▸ Problem details
Find the line containing "Pick out every instance of the glossy" in the entries; transcribe it and all remaining lines through the end, exactly as they appear, but not the pictures.

Referring expression data:
--

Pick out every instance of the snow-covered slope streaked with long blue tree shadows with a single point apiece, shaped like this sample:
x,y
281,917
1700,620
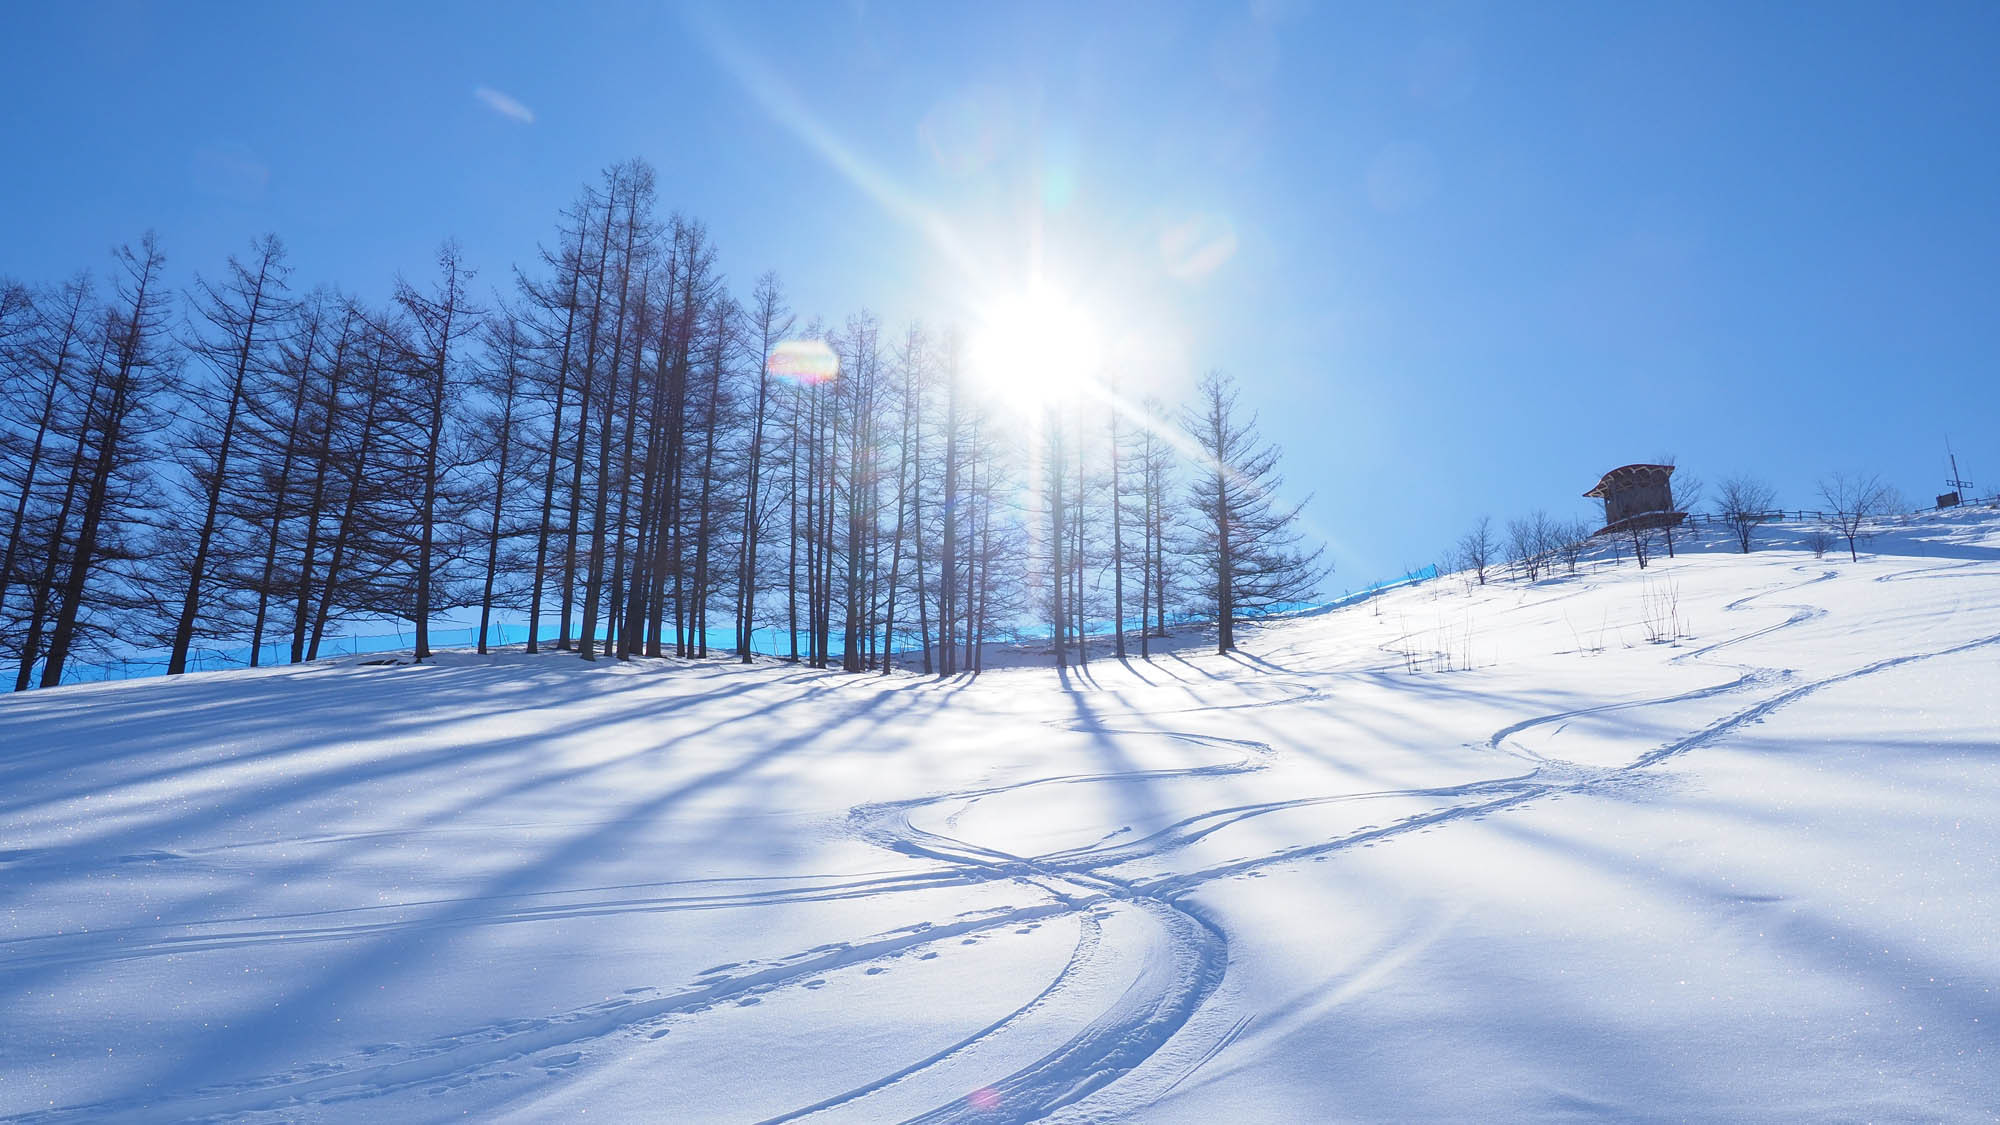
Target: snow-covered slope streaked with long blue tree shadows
x,y
1719,840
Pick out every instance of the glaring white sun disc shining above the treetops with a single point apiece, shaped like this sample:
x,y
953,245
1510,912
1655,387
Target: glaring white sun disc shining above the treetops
x,y
1033,349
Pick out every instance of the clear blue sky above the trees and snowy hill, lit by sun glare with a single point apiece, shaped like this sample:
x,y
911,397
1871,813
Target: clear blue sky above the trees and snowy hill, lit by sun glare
x,y
1465,257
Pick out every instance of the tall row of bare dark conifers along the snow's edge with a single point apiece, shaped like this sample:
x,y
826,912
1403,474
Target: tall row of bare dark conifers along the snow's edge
x,y
615,443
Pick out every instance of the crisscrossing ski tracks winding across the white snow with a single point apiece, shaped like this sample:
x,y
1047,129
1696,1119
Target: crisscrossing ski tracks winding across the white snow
x,y
1095,1070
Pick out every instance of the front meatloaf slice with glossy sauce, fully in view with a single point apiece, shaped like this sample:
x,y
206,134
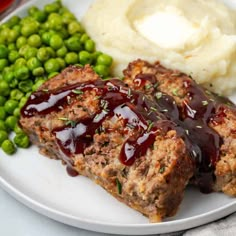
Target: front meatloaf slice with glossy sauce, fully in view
x,y
105,131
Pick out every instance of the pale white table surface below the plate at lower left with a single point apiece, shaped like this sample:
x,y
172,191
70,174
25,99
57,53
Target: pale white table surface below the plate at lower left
x,y
18,220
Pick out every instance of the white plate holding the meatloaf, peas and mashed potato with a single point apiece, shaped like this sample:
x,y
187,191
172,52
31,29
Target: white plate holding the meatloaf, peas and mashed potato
x,y
43,185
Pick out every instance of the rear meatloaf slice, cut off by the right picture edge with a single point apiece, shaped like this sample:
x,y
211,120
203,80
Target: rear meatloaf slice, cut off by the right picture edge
x,y
211,118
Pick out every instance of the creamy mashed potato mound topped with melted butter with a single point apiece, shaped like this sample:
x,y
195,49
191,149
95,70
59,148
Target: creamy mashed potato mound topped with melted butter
x,y
197,37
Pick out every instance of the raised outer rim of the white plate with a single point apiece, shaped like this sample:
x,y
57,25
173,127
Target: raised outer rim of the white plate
x,y
101,226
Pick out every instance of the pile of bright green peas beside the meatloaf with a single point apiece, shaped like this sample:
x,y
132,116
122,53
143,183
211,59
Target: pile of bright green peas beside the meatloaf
x,y
32,50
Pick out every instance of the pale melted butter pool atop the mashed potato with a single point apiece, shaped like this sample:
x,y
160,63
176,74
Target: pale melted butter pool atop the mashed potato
x,y
168,29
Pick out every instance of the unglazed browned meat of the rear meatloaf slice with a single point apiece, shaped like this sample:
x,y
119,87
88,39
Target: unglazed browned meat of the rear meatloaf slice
x,y
171,82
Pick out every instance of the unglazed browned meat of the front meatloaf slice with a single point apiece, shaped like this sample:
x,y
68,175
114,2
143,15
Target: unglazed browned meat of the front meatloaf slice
x,y
153,185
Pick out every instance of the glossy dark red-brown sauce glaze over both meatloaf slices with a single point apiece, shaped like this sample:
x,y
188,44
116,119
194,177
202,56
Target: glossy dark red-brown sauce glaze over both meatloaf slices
x,y
147,117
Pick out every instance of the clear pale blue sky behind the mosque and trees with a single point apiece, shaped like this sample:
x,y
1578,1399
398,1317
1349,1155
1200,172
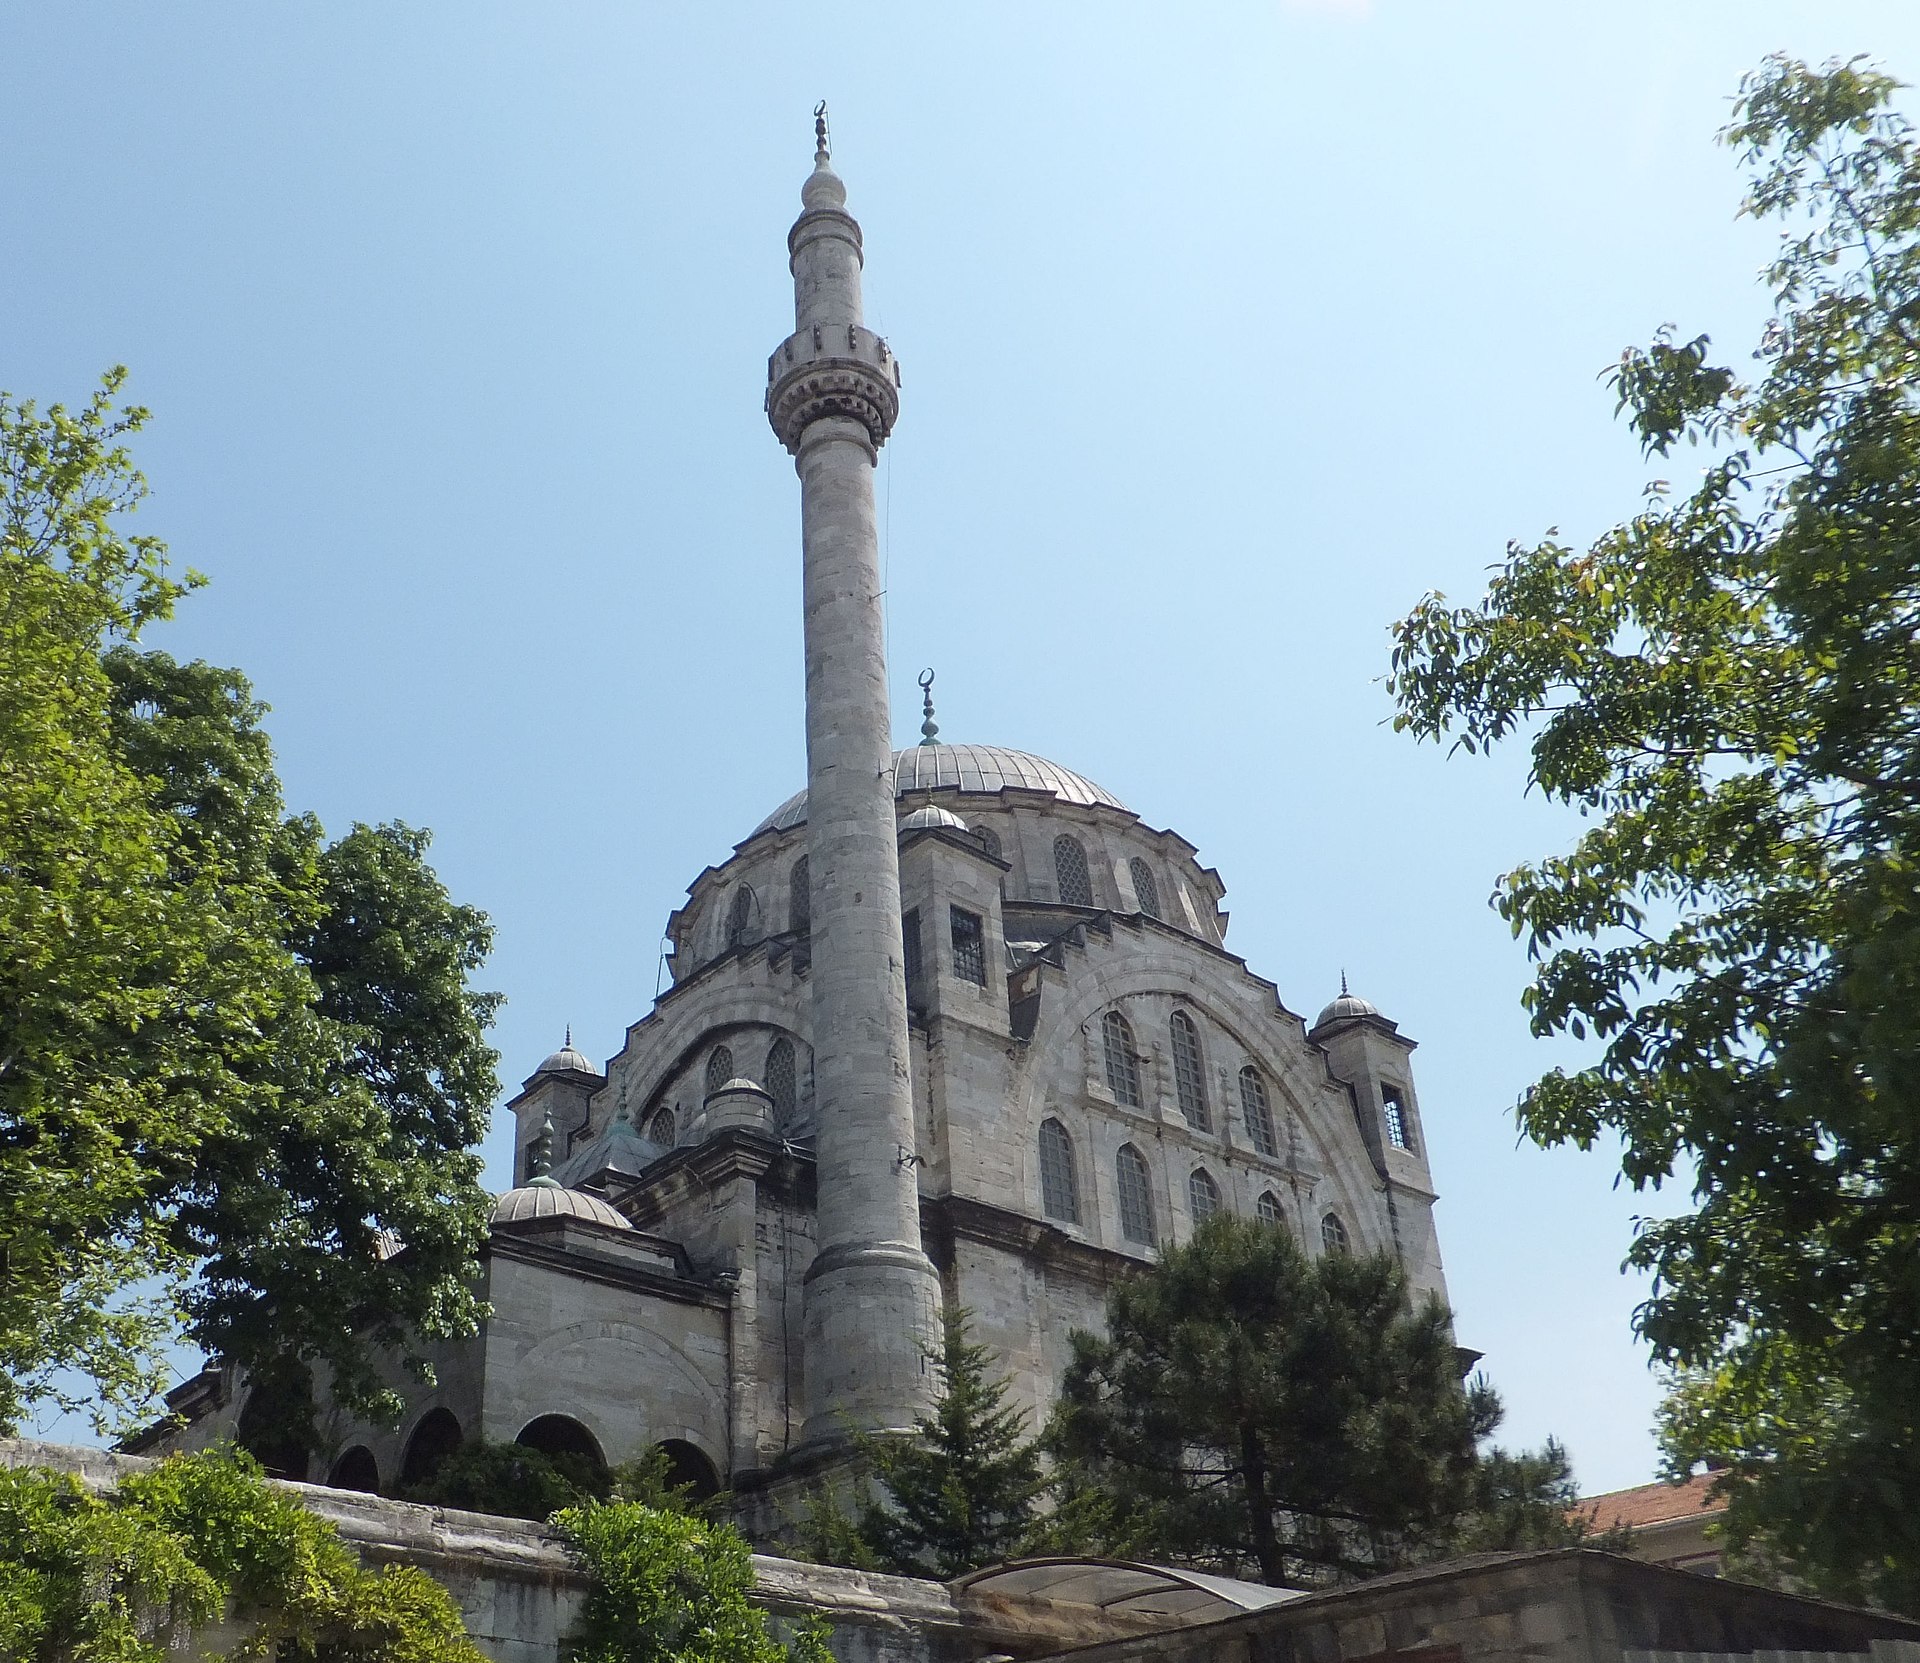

--

▸ Answer to the exercise
Pick out every instance of the glossy dark red-brown sauce glaze over both meatloaf slices with a single point apiece, shaped like this sample:
x,y
188,44
116,119
194,177
202,56
Target: glossy dark red-brown sauce glaze over both meatloaf slices
x,y
147,117
Pick out every instance of the clear pale blue sky behind the mosque and trees with a single point apiece, shaped like this sample:
x,y
1578,1399
398,1317
1349,1155
1200,172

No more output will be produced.